Goal of the exercise:
Answer these questions using the text about Norm Schaefer.
(a) At what age did Mr. Schaefer die, and in which medical center?
(b) Which high school did he attend?
(c) What did Roger Ebert sometimes use as a backdrop for his TV shows?

Text section:
*** Block opens ***

Or, with hammy relish, he’d quote from “The Adventures of Robin Hood”: “I’ll have him dangling in a week!”

Norm Schaefer kept the Sun-Times art department laughing. | Provided photo

Norm Schaefer kept the Sun-Times art department laughing. | Provided photo

When deadlines loomed, he’d lighten the mood with another line inspired by “My Favorite Year”: “Go ahead and lash me, you swine, you shan’t loosen my tongue!”

“He was a fantastic designer, and he was always laughing,” said Charlotte Searl, a former Sun-Times artist and designer who now works at the Chicago Tribune.

Mr. Schaefer, 75, of Libertyville, died Sunday at Advocate Condell Medical Center in Libertyville. He had been fighting a second bout of lung cancer, but the cause of death was a head injury from a fall at an assisted living facility, according to his daughter, Aimee Schaefer.

During a 33-year-career at the Sun-Times, “He would design and lay out the pages, ask us illustrators to illustrate, and get photographers to take shots,” said Don Klappauf, a former illustrator with the newspaper and a retired art director for the American Bar Association. “He would pull it all together.”

Before the Sun-Times, “He was a designer for Playboy, and so his talent was just incredible,” former Sun-Times artist John Downs said.

He won major awards from newspaper design groups, said former Sun-Times designer Bill Linden, who used to call him “Normie-kins.”

Mr. Schaefer often handled the food and fashion sections, said John Nocita, a retired assistant managing editor for graphics at the Sun-Times. He also designed Midwest, the Sunday magazine of the Sun-Times, Linden said.

Chicago Sun-Times graphic designer Norm Schaefer. | Provided photo

Chicago Sun-Times graphic designer Norm Schaefer. | Provided photo

Young Norm grew up near Midway Airport and went to Luther South High School. After studying at a Chicago art school, he landed a job at a small ad agency in Chicago, followed by Playboy, said Holly, his wife of 33 years. He also did design work at newspapers in Pittsburgh, New York and at Playboy in Los Angeles, she said.

In Los Angeles, he started buying movie posters at auctions of props from the big studio lots, his wife said. He had an original “Casablanca” poster that Sun-Times critic Roger Ebert sometimes used as a backdrop for his TV shows, she said.

Mr. Schaefer returned to the Chicago office of Playboy in the 1970s, she said.

It wasn’t unusual to run into celebrities at Playboy. Once, “He tried pantsing Woody Allen,” his wife said.

Riding an elevator with Dionne Warwick, he started warbling one of her songs. “She looked at him and they started singing together and had a duet on the elevator,” said his daughter Aimee Schaefer. Another time, she said, her dad wound up in an office wrestling match with Burt Ward, who portrayed Robin in the 1960s “Batman” TV series.

*** Block closes ***

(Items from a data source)
*** Block opens ***

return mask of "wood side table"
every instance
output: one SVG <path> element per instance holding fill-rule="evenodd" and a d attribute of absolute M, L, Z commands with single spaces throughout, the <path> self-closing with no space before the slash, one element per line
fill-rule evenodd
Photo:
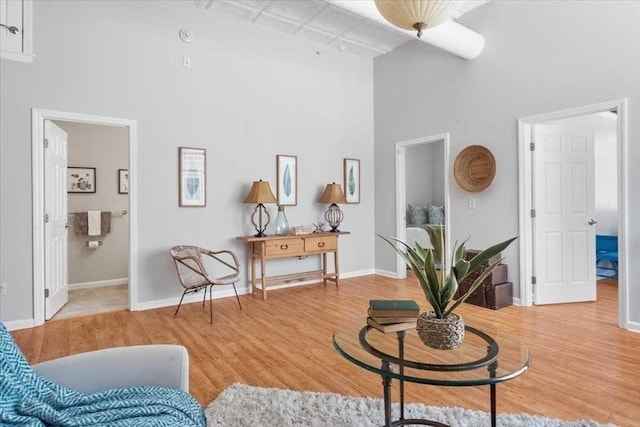
<path fill-rule="evenodd" d="M 336 286 L 340 283 L 338 264 L 338 237 L 350 234 L 348 231 L 321 232 L 303 235 L 287 234 L 284 236 L 239 236 L 237 239 L 249 243 L 251 249 L 251 289 L 253 296 L 262 293 L 262 299 L 267 299 L 269 287 L 281 285 L 292 280 L 321 279 L 326 285 L 332 281 Z M 327 271 L 327 254 L 333 252 L 334 272 Z M 300 273 L 267 276 L 266 264 L 269 259 L 296 258 L 309 255 L 320 255 L 322 265 L 320 270 L 304 271 Z M 260 262 L 260 276 L 257 276 L 256 262 Z M 258 283 L 259 282 L 259 283 Z"/>

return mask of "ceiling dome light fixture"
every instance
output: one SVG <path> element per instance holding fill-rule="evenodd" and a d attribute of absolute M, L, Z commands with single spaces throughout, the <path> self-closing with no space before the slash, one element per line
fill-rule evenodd
<path fill-rule="evenodd" d="M 433 28 L 460 11 L 462 0 L 375 0 L 380 14 L 396 27 L 418 31 Z"/>

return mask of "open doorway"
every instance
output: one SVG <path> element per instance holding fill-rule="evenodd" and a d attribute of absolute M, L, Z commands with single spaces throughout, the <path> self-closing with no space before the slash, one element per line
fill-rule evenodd
<path fill-rule="evenodd" d="M 626 101 L 519 121 L 522 305 L 596 299 L 596 235 L 616 236 L 627 328 Z"/>
<path fill-rule="evenodd" d="M 449 224 L 449 134 L 396 144 L 396 237 L 430 247 L 426 230 L 444 234 L 445 253 Z M 409 206 L 411 205 L 411 206 Z M 431 216 L 430 216 L 431 211 Z M 437 217 L 437 218 L 436 218 Z M 411 241 L 409 241 L 411 240 Z M 396 257 L 396 277 L 407 277 L 406 264 Z"/>
<path fill-rule="evenodd" d="M 55 314 L 47 313 L 45 305 L 45 318 L 59 320 L 126 310 L 129 307 L 128 129 L 61 120 L 52 122 L 67 134 L 67 177 L 72 181 L 66 191 L 68 298 Z M 46 157 L 45 153 L 45 163 Z M 93 182 L 86 182 L 83 174 L 87 173 L 94 178 Z M 100 214 L 100 221 L 90 227 L 88 214 L 92 211 Z"/>
<path fill-rule="evenodd" d="M 48 154 L 46 150 L 49 149 L 46 137 L 50 129 L 57 129 L 60 135 L 58 139 L 66 139 L 65 144 L 71 147 L 68 158 L 63 161 L 65 184 L 56 185 L 54 189 L 51 189 L 52 175 L 48 169 L 51 162 L 49 156 L 45 155 Z M 106 146 L 113 143 L 119 145 L 120 149 L 114 145 Z M 74 290 L 75 287 L 78 291 L 104 288 L 105 285 L 126 284 L 126 308 L 135 309 L 137 300 L 135 148 L 135 121 L 42 109 L 32 110 L 33 275 L 36 325 L 43 324 L 45 318 L 53 314 L 51 313 L 53 309 L 48 310 L 48 313 L 45 312 L 51 289 L 64 287 L 68 290 L 69 282 L 72 285 L 71 289 Z M 110 160 L 105 159 L 106 157 L 110 157 Z M 76 164 L 76 162 L 79 163 Z M 96 162 L 100 163 L 100 168 L 97 167 Z M 57 167 L 62 169 L 60 165 Z M 67 170 L 67 167 L 77 169 Z M 79 191 L 69 193 L 69 179 L 72 181 L 79 179 L 74 177 L 75 175 L 88 179 L 90 185 L 79 186 L 76 188 Z M 58 172 L 56 176 L 60 177 L 62 173 Z M 98 191 L 98 189 L 104 191 Z M 52 209 L 51 200 L 54 200 L 56 212 L 64 211 L 64 215 L 56 214 L 56 217 L 61 217 L 60 222 L 63 222 L 62 226 L 67 230 L 64 235 L 67 240 L 66 247 L 68 247 L 64 252 L 65 256 L 61 255 L 60 250 L 57 253 L 50 250 L 56 246 L 51 244 L 50 225 L 53 221 L 50 220 L 53 217 L 47 212 Z M 94 221 L 93 225 L 93 227 L 99 227 L 97 234 L 89 233 L 88 230 L 85 233 L 84 230 L 74 229 L 74 227 L 83 226 L 82 221 L 76 220 L 76 214 L 79 212 L 86 214 L 87 218 L 96 212 L 100 215 L 97 224 Z M 110 221 L 103 221 L 104 214 L 108 214 Z M 108 245 L 105 244 L 107 240 Z M 102 250 L 106 246 L 110 247 L 111 254 Z M 71 255 L 70 263 L 66 262 L 66 255 Z M 111 261 L 107 258 L 111 258 Z M 109 273 L 108 275 L 113 277 L 105 278 L 104 271 L 100 270 L 113 269 L 114 265 L 120 265 L 119 270 L 114 272 L 119 277 Z M 54 274 L 52 278 L 51 271 L 63 271 L 67 266 L 71 267 L 71 270 L 65 274 Z M 74 271 L 74 267 L 78 268 Z M 96 296 L 96 298 L 104 298 L 104 296 Z"/>

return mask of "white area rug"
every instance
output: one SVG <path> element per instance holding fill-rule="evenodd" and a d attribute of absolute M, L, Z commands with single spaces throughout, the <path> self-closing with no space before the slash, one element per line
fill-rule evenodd
<path fill-rule="evenodd" d="M 398 411 L 394 405 L 394 419 Z M 206 415 L 209 427 L 364 427 L 384 424 L 384 405 L 381 399 L 233 384 L 209 404 Z M 490 425 L 486 412 L 417 403 L 405 405 L 405 418 L 427 418 L 451 427 Z M 562 421 L 526 414 L 499 414 L 498 426 L 604 427 L 594 421 Z"/>

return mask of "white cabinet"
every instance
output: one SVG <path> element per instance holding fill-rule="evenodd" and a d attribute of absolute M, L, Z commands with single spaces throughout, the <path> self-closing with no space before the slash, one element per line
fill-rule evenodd
<path fill-rule="evenodd" d="M 33 61 L 32 21 L 32 0 L 0 0 L 0 58 Z"/>

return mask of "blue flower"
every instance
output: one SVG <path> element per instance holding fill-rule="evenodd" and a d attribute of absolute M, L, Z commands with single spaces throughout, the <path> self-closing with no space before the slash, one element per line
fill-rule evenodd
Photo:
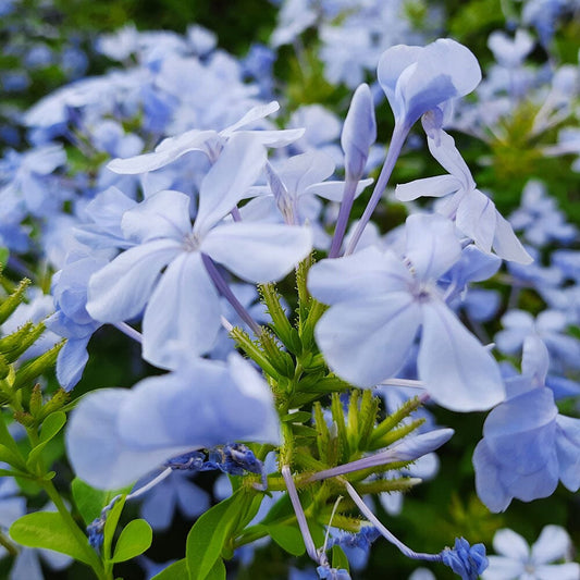
<path fill-rule="evenodd" d="M 522 375 L 506 380 L 506 400 L 485 419 L 473 466 L 478 495 L 491 511 L 504 511 L 513 498 L 547 497 L 558 480 L 580 488 L 580 419 L 558 415 L 545 386 L 547 367 L 545 345 L 528 337 Z"/>
<path fill-rule="evenodd" d="M 483 544 L 470 546 L 464 538 L 456 538 L 455 546 L 446 547 L 441 556 L 443 564 L 460 576 L 461 580 L 478 580 L 488 567 L 485 546 Z"/>
<path fill-rule="evenodd" d="M 230 138 L 203 178 L 193 226 L 189 197 L 178 192 L 159 192 L 126 211 L 122 229 L 136 245 L 91 277 L 91 317 L 114 323 L 144 311 L 143 355 L 162 368 L 173 367 L 176 349 L 207 354 L 220 330 L 221 305 L 205 260 L 246 281 L 271 282 L 311 249 L 308 227 L 223 221 L 264 162 L 251 134 Z"/>
<path fill-rule="evenodd" d="M 483 580 L 577 580 L 580 564 L 550 564 L 570 559 L 572 545 L 570 536 L 559 526 L 546 526 L 538 541 L 531 546 L 518 533 L 509 529 L 495 532 L 493 547 L 499 556 L 490 556 L 490 567 L 483 572 Z"/>
<path fill-rule="evenodd" d="M 377 73 L 395 123 L 407 127 L 427 111 L 471 92 L 481 81 L 473 53 L 449 38 L 425 47 L 394 46 L 381 55 Z"/>
<path fill-rule="evenodd" d="M 181 454 L 227 441 L 279 442 L 266 381 L 237 354 L 227 362 L 185 359 L 132 390 L 89 393 L 72 414 L 69 457 L 98 489 L 119 489 Z"/>
<path fill-rule="evenodd" d="M 495 360 L 436 287 L 460 257 L 453 223 L 411 215 L 406 234 L 403 259 L 368 247 L 311 268 L 311 294 L 331 305 L 318 345 L 340 377 L 368 387 L 395 377 L 422 328 L 418 374 L 432 398 L 454 410 L 489 409 L 504 397 Z"/>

*** Block closes ***

Result for this exercise:
(a) He was 75 and died at Advocate Condell Medical Center in Libertyville.
(b) Luther South High School.
(c) Mr. Schaefer's original "Casablanca" poster.